SASER (SAfran-Surfex-Eaudysee-Rapid) is a hydrometeorological modeling platform based on the SURFEX land-surface model. Usually, SASER uses SAFRAN as the forcing dataset (Section  3.1) but, in this paper, it can use any other suitable dataset. SURFEX (SURFace EXternalisée) is Météo France’s surface modeling platform (Masson et al. 2013). For natural soils, SURFEX uses the ISBA (Interaction Sol-Biosphère-Atmosphère) land surface scheme (Noilhan and Planton 1989; Noilhan and Mahfouf 1996), which has different versions. In this study, we have selected ISBA-3L (Boone et al. 1999) and ISBA-DIF (Boone 2000; Habets et al. 2003). The former considers a simple three-layer description of the soil by means of a force restore approach, while the latter uses a more complex multilayer approach. SURFEX lacks a routing scheme, which is the reason why SASER uses the RAPID routing model (David et al. 2011a, 2011b). The connection between SURFEX and RAPID is made by means of Eau-dysée. 1 An important limitation of SASER is that it does not represent groundwater processes.
In this study, SURFEX has been run on the same grid as SAFRAN, which has a resolution of 5km. Simulations have been performed using ISBA-DIF and ISBA-3L. Hereafter, the SURFEX simulations that use ISBA-DIF are labeled as DIF, and the SURFEX simulations that use ISBA-3L are labeled as 3L.

## Description of the task
Answer these questions from the SASER modeling platform text:
(a) Which routing model does SASER use?
(b) What is the resolution of the grid on which SURFEX was run in this study?
(c) What label is given to the SURFEX simulations that use ISBA-3L?

## Given information
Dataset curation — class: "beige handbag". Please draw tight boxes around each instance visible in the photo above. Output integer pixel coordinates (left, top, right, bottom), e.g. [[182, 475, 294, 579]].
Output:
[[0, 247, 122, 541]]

...

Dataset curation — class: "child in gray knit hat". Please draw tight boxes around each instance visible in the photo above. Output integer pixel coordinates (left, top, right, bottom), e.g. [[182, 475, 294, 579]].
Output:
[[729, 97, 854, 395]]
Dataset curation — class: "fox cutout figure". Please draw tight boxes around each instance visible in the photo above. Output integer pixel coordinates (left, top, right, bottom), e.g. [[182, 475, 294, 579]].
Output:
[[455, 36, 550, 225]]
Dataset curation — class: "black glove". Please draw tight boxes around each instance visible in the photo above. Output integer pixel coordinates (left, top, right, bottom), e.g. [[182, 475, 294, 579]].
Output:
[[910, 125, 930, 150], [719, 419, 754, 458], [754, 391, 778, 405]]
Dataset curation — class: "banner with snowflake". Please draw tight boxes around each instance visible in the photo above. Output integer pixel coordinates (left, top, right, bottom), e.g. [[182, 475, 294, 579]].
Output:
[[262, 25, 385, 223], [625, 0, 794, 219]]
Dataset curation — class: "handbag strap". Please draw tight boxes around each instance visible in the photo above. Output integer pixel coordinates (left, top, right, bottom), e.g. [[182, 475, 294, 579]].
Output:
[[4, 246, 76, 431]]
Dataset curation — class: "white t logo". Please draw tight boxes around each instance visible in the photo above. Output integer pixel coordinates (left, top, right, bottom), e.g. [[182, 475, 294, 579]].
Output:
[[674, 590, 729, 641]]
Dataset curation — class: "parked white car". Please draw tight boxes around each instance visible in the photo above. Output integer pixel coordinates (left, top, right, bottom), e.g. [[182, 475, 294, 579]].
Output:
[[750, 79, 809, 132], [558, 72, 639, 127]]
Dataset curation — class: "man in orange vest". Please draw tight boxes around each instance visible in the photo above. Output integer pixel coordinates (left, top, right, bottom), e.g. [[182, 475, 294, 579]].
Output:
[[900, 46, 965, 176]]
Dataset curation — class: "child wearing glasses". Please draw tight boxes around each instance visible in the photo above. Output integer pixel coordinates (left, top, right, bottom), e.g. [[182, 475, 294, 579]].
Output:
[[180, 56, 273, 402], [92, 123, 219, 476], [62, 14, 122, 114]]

---

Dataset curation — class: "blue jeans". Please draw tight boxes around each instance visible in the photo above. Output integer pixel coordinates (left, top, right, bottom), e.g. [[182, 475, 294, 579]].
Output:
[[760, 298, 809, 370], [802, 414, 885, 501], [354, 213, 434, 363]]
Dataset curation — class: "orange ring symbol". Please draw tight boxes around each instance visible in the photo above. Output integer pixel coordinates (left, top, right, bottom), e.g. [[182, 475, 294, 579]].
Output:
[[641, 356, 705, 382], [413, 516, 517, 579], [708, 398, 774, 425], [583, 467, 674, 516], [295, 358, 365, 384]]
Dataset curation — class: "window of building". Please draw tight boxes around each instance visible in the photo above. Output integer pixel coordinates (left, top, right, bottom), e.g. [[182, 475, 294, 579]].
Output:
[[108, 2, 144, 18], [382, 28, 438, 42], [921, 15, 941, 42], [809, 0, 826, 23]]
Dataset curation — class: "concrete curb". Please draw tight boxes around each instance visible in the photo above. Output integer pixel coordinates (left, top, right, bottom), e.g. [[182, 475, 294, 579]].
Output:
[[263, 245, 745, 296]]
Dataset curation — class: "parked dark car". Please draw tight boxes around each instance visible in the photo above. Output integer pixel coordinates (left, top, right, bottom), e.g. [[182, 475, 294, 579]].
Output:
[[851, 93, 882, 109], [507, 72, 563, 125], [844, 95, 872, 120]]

## Output below
(a) The RAPID routing model.
(b) 5 km.
(c) 3L.